Transcribe word for word the passage of the article below on the National Association of Realtors' new conduct standards that lies between "One of the policies" and "those protected classes.", inclusive.

● **SELECTION**:
:::

The trade group says changes will “raise the bar on the professionalism and private speech of America’s 1.4 million Realtors.”

After an annual conference heavily focused on fair housing, the National Association of Realtors on Friday passed controversial changes to its professional standards to crack down on racist and discriminatory speech and behavior.

NAR’s 959-member board of directors on Friday approved changes that apply NAR’s Code of Ethics and Standards of Practice to all of a Realtor’s activities, not just those related to real estate; prohibit hate and harassing speech against protected classes; prohibit all discrimination, not just willful discrimination, against protected classes; and recommend that ethics violations be considered under membership qualification criteria.

The changes also reiterate that the association can refer ethics violations to governmental agencies and offer specific guidance for hearing panels regarding violations that would consider discrimination “particularly egregious” when determining appropriate discipline and add termination of membership for up to three years as a possible disciplinary action.

One of the policies that was approved, Standard of Practice 10-5, reads as follows: “Realtors must not use harassing speech, hate speech, epithets, or slurs based on race, color, religion, sex, handicap, familial status, national origin, sexual orientation, or gender identity.” A Realtor that violates the policy would be charged under Article 10 of the Code of Ethics, which prohibits denying equal professional services to anyone in those protected classes.

The policy is effective immediately.

“I applaud NAR’s Board of Directors and our Professional Standards Committee for their efforts to raise the bar on the professionalism and private speech of America’s 1.4 million Realtors,” said NAR President Vince Malta in a statement.

“Combatting and overcoming bigotry and injustice starts with each of us. Realtors today took tangible steps to ensure we are held to the highest possible standard while providing a mechanism of enforcement for those who violate our new policies.”

The trade group said its Professional Standards Committee, which put forward the policy changes, will continue working to develop case interpretations to assist members and professional standards enforcement volunteers in understanding the code’s applicability.

:::

● **DATASET**:
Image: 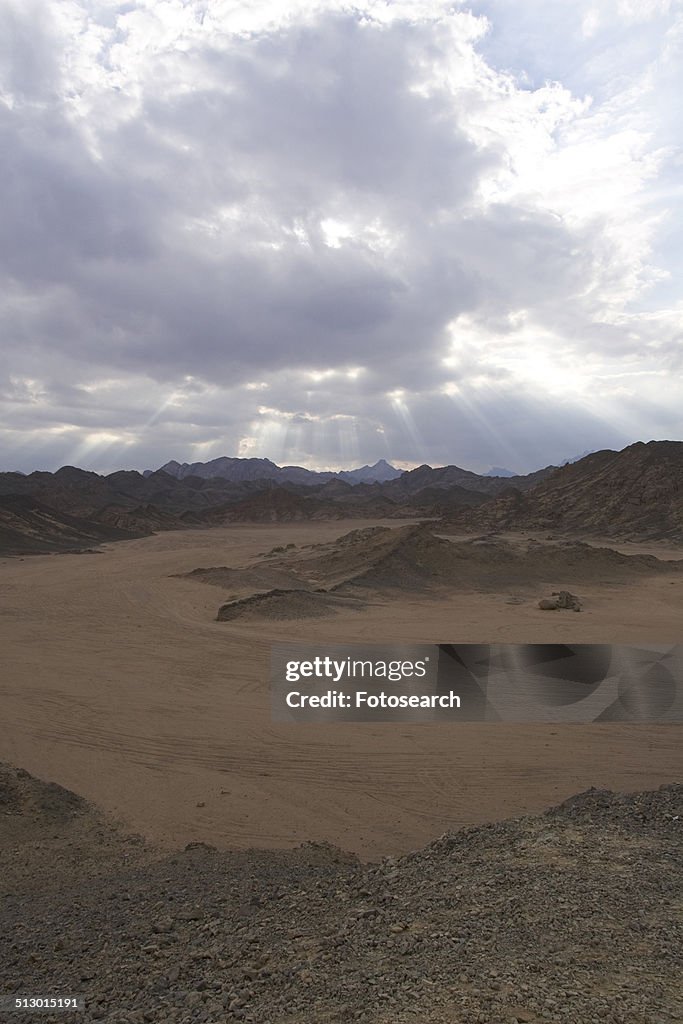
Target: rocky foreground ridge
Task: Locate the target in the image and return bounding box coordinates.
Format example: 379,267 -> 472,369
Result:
0,767 -> 683,1024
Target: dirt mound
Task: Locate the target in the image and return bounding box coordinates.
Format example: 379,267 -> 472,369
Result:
174,565 -> 307,590
0,785 -> 683,1024
252,523 -> 683,592
0,765 -> 89,822
216,590 -> 360,623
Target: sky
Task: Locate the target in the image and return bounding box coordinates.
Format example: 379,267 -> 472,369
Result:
0,0 -> 683,472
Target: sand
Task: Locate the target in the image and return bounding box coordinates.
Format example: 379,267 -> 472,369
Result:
0,520 -> 683,858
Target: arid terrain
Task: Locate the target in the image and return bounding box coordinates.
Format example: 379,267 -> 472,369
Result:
0,519 -> 683,858
0,765 -> 683,1024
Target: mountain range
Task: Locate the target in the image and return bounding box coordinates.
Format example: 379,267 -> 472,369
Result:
0,441 -> 683,554
152,456 -> 402,484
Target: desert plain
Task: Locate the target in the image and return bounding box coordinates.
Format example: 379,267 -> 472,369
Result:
0,519 -> 683,859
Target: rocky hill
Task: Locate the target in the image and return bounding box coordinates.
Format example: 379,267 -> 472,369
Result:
155,456 -> 401,486
0,768 -> 683,1024
451,441 -> 683,541
0,495 -> 143,555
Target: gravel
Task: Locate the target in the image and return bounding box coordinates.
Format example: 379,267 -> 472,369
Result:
0,768 -> 683,1024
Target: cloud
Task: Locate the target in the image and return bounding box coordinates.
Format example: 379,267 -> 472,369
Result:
0,0 -> 682,469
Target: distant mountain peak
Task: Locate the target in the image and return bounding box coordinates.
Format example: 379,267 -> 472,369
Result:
152,456 -> 402,485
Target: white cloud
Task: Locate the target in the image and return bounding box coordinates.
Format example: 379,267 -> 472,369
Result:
0,0 -> 683,469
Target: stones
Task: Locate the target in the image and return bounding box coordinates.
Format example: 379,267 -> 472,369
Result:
0,778 -> 683,1024
539,590 -> 583,611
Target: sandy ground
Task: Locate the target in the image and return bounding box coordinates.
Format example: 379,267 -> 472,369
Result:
0,520 -> 683,857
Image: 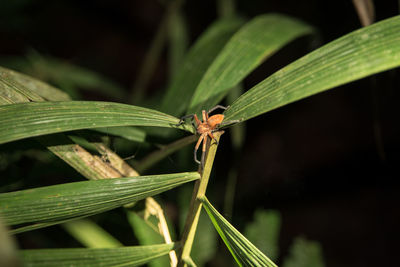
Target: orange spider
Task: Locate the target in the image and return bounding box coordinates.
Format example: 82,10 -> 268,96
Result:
178,105 -> 236,166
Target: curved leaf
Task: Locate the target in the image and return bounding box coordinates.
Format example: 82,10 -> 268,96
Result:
188,14 -> 312,113
161,18 -> 243,116
0,101 -> 193,144
224,16 -> 400,121
0,172 -> 199,231
19,243 -> 174,267
0,67 -> 70,104
201,197 -> 277,267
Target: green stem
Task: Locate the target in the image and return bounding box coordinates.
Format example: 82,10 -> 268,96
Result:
178,131 -> 223,266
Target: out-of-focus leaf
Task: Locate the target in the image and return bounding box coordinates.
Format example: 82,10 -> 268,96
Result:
187,14 -> 312,113
0,172 -> 199,233
168,9 -> 189,79
0,220 -> 20,267
127,211 -> 169,267
244,210 -> 281,261
201,197 -> 277,267
19,244 -> 174,267
0,67 -> 70,104
93,126 -> 146,143
0,101 -> 193,147
161,18 -> 243,116
282,237 -> 325,267
224,16 -> 400,121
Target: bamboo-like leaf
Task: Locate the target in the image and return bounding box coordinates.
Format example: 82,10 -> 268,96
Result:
0,172 -> 199,231
161,18 -> 243,116
282,237 -> 325,267
0,67 -> 70,104
0,101 -> 193,144
19,244 -> 174,267
201,197 -> 277,267
188,14 -> 312,113
225,16 -> 400,121
61,219 -> 122,248
93,126 -> 146,143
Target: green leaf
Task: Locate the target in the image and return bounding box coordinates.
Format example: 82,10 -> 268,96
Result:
127,211 -> 169,267
224,16 -> 400,121
0,101 -> 193,147
61,219 -> 122,248
282,237 -> 325,267
161,18 -> 243,116
244,210 -> 281,260
0,172 -> 199,232
188,14 -> 312,113
19,244 -> 174,267
201,197 -> 277,267
0,67 -> 69,104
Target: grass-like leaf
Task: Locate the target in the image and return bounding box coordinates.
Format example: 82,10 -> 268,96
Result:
0,101 -> 193,147
225,16 -> 400,121
188,14 -> 312,113
19,244 -> 174,267
244,210 -> 281,260
0,172 -> 199,232
201,197 -> 277,267
282,237 -> 325,267
62,219 -> 122,248
161,18 -> 243,116
0,67 -> 70,104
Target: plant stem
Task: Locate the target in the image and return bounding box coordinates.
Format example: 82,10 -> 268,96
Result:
178,131 -> 223,266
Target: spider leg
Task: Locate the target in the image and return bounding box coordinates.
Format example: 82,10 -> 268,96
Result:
194,134 -> 205,164
208,105 -> 229,113
201,110 -> 208,122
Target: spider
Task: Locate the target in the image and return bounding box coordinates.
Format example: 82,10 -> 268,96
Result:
177,105 -> 236,169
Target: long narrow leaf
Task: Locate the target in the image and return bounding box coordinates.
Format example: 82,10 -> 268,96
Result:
188,14 -> 312,113
0,172 -> 199,231
0,67 -> 70,102
19,244 -> 174,267
161,18 -> 243,116
201,197 -> 276,267
225,16 -> 400,121
0,101 -> 192,144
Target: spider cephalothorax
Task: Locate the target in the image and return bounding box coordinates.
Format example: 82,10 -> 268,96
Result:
179,105 -> 233,165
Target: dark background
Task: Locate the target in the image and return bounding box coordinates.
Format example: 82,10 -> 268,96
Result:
0,0 -> 400,266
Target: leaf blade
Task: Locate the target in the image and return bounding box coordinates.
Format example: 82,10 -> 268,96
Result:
0,101 -> 193,144
224,16 -> 400,121
161,18 -> 243,116
201,197 -> 277,267
188,14 -> 312,113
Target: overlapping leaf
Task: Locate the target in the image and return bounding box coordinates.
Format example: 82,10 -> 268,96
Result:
0,67 -> 70,104
161,18 -> 243,116
225,16 -> 400,121
0,101 -> 193,144
0,172 -> 199,232
19,244 -> 174,267
187,14 -> 312,113
201,197 -> 277,267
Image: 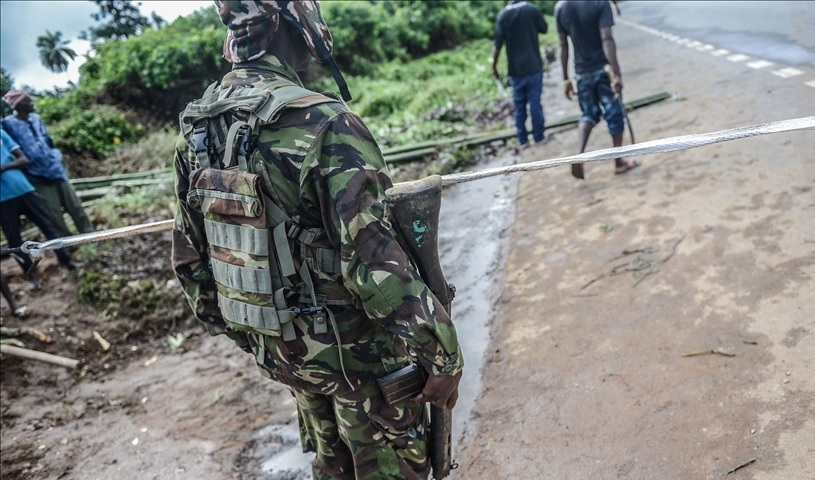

:::

● **SOLUTION TO THE EXERCISE**:
One of the policies that was approved, Standard of Practice 10-5, reads as follows: “Realtors must not use harassing speech, hate speech, epithets, or slurs based on race, color, religion, sex, handicap, familial status, national origin, sexual orientation, or gender identity.” A Realtor that violates the policy would be charged under Article 10 of the Code of Ethics, which prohibits denying equal professional services to anyone in those protected classes.